= Records provided =
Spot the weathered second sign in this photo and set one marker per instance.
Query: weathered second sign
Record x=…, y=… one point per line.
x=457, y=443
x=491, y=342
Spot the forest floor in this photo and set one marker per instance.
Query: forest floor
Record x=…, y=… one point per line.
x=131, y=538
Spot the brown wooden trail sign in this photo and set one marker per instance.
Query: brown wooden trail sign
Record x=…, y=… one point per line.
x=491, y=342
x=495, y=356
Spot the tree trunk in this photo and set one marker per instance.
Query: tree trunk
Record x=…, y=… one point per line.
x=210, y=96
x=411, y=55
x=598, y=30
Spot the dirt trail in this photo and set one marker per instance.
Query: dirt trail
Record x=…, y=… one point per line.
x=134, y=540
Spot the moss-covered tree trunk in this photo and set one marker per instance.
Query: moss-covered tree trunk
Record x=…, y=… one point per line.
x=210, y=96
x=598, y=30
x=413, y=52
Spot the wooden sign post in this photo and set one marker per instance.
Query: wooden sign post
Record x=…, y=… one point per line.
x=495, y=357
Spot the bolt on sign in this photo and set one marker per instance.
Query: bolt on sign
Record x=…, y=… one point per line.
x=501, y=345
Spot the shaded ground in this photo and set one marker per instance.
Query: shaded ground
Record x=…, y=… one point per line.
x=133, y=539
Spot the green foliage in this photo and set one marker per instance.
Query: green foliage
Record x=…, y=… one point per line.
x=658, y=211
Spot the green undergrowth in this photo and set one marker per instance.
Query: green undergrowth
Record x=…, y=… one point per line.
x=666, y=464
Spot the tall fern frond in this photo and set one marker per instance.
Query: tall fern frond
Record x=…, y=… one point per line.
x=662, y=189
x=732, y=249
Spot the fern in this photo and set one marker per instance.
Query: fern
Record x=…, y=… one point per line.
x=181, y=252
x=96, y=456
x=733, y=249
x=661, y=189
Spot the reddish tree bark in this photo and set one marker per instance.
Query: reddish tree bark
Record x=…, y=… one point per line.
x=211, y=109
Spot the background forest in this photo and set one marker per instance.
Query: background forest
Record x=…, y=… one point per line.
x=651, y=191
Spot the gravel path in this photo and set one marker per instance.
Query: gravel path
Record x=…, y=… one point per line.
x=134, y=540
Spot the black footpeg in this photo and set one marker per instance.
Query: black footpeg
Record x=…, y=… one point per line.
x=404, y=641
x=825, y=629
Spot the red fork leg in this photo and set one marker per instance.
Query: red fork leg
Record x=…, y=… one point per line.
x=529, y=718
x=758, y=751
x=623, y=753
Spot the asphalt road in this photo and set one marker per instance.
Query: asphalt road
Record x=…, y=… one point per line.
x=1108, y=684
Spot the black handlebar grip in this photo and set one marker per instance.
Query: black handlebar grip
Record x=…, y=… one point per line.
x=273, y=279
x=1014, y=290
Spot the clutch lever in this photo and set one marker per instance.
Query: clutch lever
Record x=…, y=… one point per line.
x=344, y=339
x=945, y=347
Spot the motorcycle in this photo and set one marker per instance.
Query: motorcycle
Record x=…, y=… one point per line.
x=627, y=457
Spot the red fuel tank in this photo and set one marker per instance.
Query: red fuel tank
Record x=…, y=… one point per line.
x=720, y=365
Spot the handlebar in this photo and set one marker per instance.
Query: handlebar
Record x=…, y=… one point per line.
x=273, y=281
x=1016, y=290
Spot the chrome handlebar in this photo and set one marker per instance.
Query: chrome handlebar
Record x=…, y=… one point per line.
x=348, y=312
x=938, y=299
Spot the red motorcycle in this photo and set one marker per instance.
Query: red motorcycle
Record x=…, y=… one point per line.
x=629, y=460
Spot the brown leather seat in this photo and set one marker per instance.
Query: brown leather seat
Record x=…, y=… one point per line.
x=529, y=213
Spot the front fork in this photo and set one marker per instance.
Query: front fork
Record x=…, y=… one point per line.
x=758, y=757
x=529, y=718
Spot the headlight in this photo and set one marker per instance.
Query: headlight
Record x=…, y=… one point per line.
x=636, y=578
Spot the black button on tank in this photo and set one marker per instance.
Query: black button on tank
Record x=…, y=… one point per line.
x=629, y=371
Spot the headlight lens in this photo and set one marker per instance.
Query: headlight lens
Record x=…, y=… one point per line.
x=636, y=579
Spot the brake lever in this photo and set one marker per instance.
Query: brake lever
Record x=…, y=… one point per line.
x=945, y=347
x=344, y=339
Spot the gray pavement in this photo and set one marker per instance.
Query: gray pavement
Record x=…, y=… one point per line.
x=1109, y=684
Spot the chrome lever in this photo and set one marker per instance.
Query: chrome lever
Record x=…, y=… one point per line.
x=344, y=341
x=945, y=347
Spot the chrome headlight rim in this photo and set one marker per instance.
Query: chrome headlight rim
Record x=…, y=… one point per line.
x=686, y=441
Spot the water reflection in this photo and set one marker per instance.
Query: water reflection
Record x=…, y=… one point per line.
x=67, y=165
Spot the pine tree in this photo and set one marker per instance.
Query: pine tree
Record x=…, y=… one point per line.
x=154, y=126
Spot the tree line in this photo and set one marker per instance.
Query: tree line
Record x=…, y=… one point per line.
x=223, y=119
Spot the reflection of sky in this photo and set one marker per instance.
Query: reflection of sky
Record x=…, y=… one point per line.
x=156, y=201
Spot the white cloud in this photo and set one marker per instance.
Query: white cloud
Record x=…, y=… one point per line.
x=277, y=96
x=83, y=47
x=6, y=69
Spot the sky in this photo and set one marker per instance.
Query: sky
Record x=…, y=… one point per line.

= The problem =
Your task is to output all of the data above word for word.

= Final result =
Spot the weathered second sign in this photo and set one marker per instance.
Query: weathered second sign
Record x=…, y=… one point per line.
x=457, y=443
x=491, y=342
Spot the forest floor in this photo and set one marker per instance.
Query: forest floor
Record x=…, y=… one point per line.
x=131, y=538
Spot the brown wooden trail sign in this photo and set one marker per instance.
Query: brown wooden trail sign
Record x=…, y=… one point per line.
x=491, y=342
x=495, y=356
Spot the tree trunk in this photo and set one marker per instance.
Query: tree trunk
Record x=…, y=… one point per line.
x=210, y=96
x=411, y=55
x=598, y=30
Spot the dirt trail in this photo and set one marker per instance.
Query: dirt trail
Record x=…, y=… one point per line.
x=134, y=540
Spot the moss-covered tree trunk in this photo and set one marker per instance.
Query: moss-covered tree trunk
Record x=…, y=… one point per line.
x=210, y=96
x=598, y=30
x=413, y=52
Spot the wooden sign post in this photo and set one marker per instance.
Query: wooden sign post
Record x=…, y=… one point per line.
x=495, y=357
Spot the bolt on sign in this photo and set one marker per instance.
Query: bolt on sign
Record x=…, y=… one point per line.
x=501, y=345
Spot the shaded ground in this photo and set one marker per instance.
Query: shaded ground
Record x=…, y=… one point per line.
x=133, y=539
Spot the green foliage in this photo and set one marker per instance.
Query: green foliage
Record x=…, y=… one point per line.
x=658, y=211
Spot the green undergrowth in this photo and set one marker per instance.
Query: green undergrowth
Record x=…, y=… one point per line.
x=666, y=464
Spot the tall fern frond in this photo and set one marker per instance.
Query: tall fern frond
Record x=…, y=… one point per line.
x=662, y=189
x=732, y=249
Spot the fern in this photo and set one marker per instance.
Query: fern
Record x=…, y=… one point per line.
x=181, y=252
x=96, y=456
x=733, y=249
x=661, y=189
Spot the reddish tree bark in this photo and set one marker per instance.
Query: reddish tree bark
Record x=…, y=… one point per line.
x=211, y=109
Spot the background forest in this photo and set one marker per instance.
Query: background forest
Record x=…, y=… one point per line.
x=651, y=191
Spot the gravel path in this photo and set one marker per instance.
Query: gravel path
Record x=…, y=… one point per line.
x=134, y=540
Spot the black footpeg in this photo and set one marker per instance.
Query: black footpeg
Record x=…, y=… one point per line.
x=404, y=641
x=825, y=629
Spot the red fork leg in this photo and set one marker per instance.
Query: red fork leg
Record x=…, y=… one point per line.
x=529, y=718
x=758, y=751
x=623, y=753
Spot the asphalt road in this photo and set one marker per instance.
Query: asphalt road
Record x=…, y=… one point per line.
x=1108, y=684
Spot the black handlebar grip in this photo and set one marker per instance.
Query: black handlebar grip
Record x=…, y=… one point per line.
x=273, y=279
x=1014, y=290
Spot the clutch lever in this photo and set one marker per instance.
Query: clutch lever
Record x=…, y=… one point per line.
x=344, y=339
x=945, y=347
Spot the motorcycle in this photo and set one marker per instance.
Query: motorcycle
Record x=…, y=… one point per line.
x=627, y=457
Spot the red fuel tank in this photo and set one marker per instance.
Query: red fuel tank
Record x=…, y=… one point per line.
x=720, y=365
Spot the handlebar in this photo and set one marker per instance.
Query: handlebar
Record x=…, y=… one point per line.
x=273, y=281
x=1016, y=290
Spot the chrome handlebar in this photo and set one marker per instance.
Query: chrome handlebar
Record x=…, y=… one point per line.
x=348, y=312
x=938, y=299
Spot the red motorcycle in this photo and set one marker per instance.
Query: red motorcycle
Record x=…, y=… one point per line.
x=629, y=460
Spot the brown leather seat in this photo and set one marker per instance.
Query: brown leather seat
Record x=…, y=… one point per line.
x=529, y=213
Spot the front fork in this photo and set one marker per instance.
Query: front fork
Record x=…, y=… one point per line.
x=758, y=757
x=529, y=718
Spot the headlight in this photo and set one marker per instance.
Query: headlight
Record x=…, y=… one point per line.
x=636, y=578
Spot the black button on tank in this photo and set one marker per instance.
Query: black button on tank
Record x=…, y=… one point per line.
x=629, y=371
Spot the headlight lens in this photo and set one marker per instance.
Query: headlight lens
Record x=…, y=… one point per line.
x=636, y=579
Spot the brake lever in this photo and set one marker per instance.
Query: brake lever
Record x=…, y=… one point per line.
x=945, y=347
x=344, y=339
Spot the gray pavement in this photo and set one marker per instance.
Query: gray pavement
Record x=…, y=… one point per line.
x=1109, y=684
Spot the chrome lever in this photo and set one marker per instance.
Query: chrome lever
Record x=…, y=… one point per line.
x=344, y=341
x=945, y=347
Spot the chrome headlight rim in this photo and set one marker per instance.
Query: chrome headlight rim
Record x=…, y=… one point per line.
x=686, y=441
Spot the water reflection in this photo and set one marker per instance.
Query: water reflection
Record x=…, y=… one point per line.
x=67, y=165
Spot the pine tree in this photo and set one marker per instance.
Query: pine tree
Record x=…, y=… one point per line.
x=154, y=126
Spot the tree line in this photo and set one marker per instance.
Query: tree line
Record x=…, y=… one point per line.
x=223, y=119
Spot the reflection of sky in this photo and set one marker per instance.
Query: reflection of sky
Record x=…, y=… one point per line.
x=156, y=201
Spot the white cloud in this photo and set one marker per instance.
Query: white cloud
Record x=…, y=… one point per line.
x=277, y=96
x=83, y=47
x=6, y=69
Spot the sky in this photo and set one marker per instance.
Query: sky
Record x=…, y=… one point per line.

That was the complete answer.